■ GIVEN PROBLEM ■
Reproduce each of the following records verbatim, line by line.

■ DATA ENTRIES ■
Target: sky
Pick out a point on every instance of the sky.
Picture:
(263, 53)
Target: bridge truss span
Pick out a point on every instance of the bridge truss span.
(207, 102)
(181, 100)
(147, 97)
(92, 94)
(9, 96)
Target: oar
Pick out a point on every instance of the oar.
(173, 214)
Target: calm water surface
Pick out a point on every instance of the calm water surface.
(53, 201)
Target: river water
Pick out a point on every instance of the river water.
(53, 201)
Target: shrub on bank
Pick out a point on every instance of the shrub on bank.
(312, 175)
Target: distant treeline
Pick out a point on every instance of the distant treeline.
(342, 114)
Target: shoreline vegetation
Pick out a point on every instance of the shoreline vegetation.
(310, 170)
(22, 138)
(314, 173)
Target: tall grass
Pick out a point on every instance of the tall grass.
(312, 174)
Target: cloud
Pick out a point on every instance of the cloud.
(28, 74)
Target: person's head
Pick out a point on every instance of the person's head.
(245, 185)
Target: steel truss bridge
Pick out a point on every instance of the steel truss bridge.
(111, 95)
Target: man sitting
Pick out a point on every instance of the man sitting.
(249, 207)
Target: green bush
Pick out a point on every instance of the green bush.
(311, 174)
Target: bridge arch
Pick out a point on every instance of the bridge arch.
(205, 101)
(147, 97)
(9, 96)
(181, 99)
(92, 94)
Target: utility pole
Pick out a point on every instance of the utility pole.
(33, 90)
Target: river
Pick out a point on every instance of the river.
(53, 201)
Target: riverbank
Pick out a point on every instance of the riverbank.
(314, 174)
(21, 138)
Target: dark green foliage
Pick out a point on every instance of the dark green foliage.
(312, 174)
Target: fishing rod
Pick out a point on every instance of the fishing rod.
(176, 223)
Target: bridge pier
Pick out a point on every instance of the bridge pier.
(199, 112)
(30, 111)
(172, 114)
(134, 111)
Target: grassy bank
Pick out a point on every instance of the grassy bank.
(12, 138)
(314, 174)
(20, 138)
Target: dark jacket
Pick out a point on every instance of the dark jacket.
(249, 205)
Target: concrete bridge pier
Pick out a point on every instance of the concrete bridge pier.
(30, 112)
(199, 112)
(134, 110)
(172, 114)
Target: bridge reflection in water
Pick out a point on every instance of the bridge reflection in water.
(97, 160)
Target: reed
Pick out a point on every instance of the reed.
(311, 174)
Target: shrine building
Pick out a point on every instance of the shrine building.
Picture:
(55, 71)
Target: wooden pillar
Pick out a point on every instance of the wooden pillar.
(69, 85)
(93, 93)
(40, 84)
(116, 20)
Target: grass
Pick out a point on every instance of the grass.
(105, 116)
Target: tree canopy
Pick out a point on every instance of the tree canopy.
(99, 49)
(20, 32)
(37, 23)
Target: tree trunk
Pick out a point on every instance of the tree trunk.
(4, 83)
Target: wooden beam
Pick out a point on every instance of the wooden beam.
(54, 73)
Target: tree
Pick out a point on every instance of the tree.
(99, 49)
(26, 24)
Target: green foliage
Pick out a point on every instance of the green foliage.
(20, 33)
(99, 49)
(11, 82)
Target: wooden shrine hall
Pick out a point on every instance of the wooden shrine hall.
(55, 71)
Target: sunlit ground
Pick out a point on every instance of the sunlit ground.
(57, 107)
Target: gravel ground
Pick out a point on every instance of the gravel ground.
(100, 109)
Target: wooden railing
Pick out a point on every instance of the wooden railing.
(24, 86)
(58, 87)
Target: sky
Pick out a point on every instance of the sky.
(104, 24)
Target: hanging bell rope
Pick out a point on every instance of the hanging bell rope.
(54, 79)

■ RESPONSE ■
Target: sky
Pick out a point on every instance of the sky.
Picture:
(263, 53)
Target: bridge truss span
Pick out a point on every instance of the bridge truss span.
(207, 102)
(181, 100)
(147, 97)
(92, 94)
(9, 96)
Target: oar
Pick out a point on every instance of the oar.
(173, 214)
Target: calm water surface
Pick out a point on every instance of the calm water surface.
(53, 201)
Target: river water
Pick out a point on every instance of the river water.
(53, 201)
Target: shrub on bank
Pick out a point on every instance of the shrub on bank.
(312, 175)
Target: distant treeline
Pick out a point on every instance of the distant treeline.
(342, 114)
Target: shoreline vegetation
Pick out a point on every instance of the shoreline vegetation.
(310, 170)
(22, 138)
(314, 173)
Target: tall grass
Pick out a point on every instance of the tall grass.
(312, 174)
Target: cloud
Pick out a point on every instance of the cloud.
(28, 74)
Target: person's head
Pick out a point on every instance of the person's head.
(245, 185)
Target: steel truss bridge
Pick out a point on every instance of the steel truss bridge.
(111, 95)
Target: man sitting
Pick out a point on every instance of the man sitting.
(249, 207)
Target: green bush
Pick out a point on every instance of the green bush.
(311, 174)
Target: bridge arch
Pick out a point on every instance of the bridge arch.
(205, 101)
(147, 97)
(9, 96)
(181, 99)
(92, 94)
Target: utility pole
Pick out a point on every instance of the utility pole.
(33, 90)
Target: river
Pick out a point on every instance of the river.
(53, 201)
Target: riverbank
Pick out a point on every instance of the riverbank.
(314, 174)
(21, 138)
Target: dark green foliage
Pick out a point on every instance of the dark green foliage.
(312, 174)
Target: fishing rod
Pick out a point on every instance of the fishing rod.
(176, 223)
Target: bridge pier
Pick out a point on every instance of the bridge pier.
(199, 112)
(30, 111)
(172, 114)
(134, 111)
Target: grassy bank
Pick out a point on every instance of the grassy bank.
(12, 138)
(314, 174)
(20, 138)
Target: dark jacket
Pick out a point on every instance of the dark jacket.
(249, 205)
Target: concrete bridge pier
Pick out a point on every instance of the concrete bridge pier.
(30, 112)
(199, 112)
(134, 110)
(172, 114)
Target: bridge reflection in water
Pick out a point on every instance of the bridge reflection in water.
(97, 160)
Target: reed
Pick out a point on every instance of the reed.
(311, 174)
Target: shrine building
Pick out a point on every instance of the shrine building.
Picture:
(55, 71)
Target: wooden pillar
Pick out a point on every instance of the wooden pillar.
(69, 85)
(93, 93)
(40, 84)
(116, 20)
Target: grass
Pick out a point on every instance of the grass.
(105, 116)
Target: tree canopy
Pick out a point on every instance of the tree canopy.
(99, 49)
(20, 32)
(37, 23)
Target: tree trunk
Pick out a point on every instance of the tree trunk.
(4, 83)
Target: wooden beam
Pick out a point on every instance of the wooden beam.
(54, 73)
Target: tree
Pick out a point on every instance of the tree.
(99, 49)
(26, 24)
Target: green foliage
Pick out a point on every instance of the green foliage.
(20, 33)
(99, 49)
(11, 82)
Target: wooden shrine hall
Pick out a point on every instance of the wooden shrine hall.
(55, 71)
Target: sunlit ground
Pick out a point on every instance of the sunlit ground.
(57, 107)
Target: gravel ground
Pick out a point on every instance of the gravel ground.
(100, 109)
Target: wooden railing
Pick out a point on every instance of the wooden railing.
(24, 86)
(58, 87)
Target: sky
Pick out a point on every instance of the sky.
(104, 24)
Target: hanging bell rope
Pick out a point on every instance of the hanging bell rope.
(54, 79)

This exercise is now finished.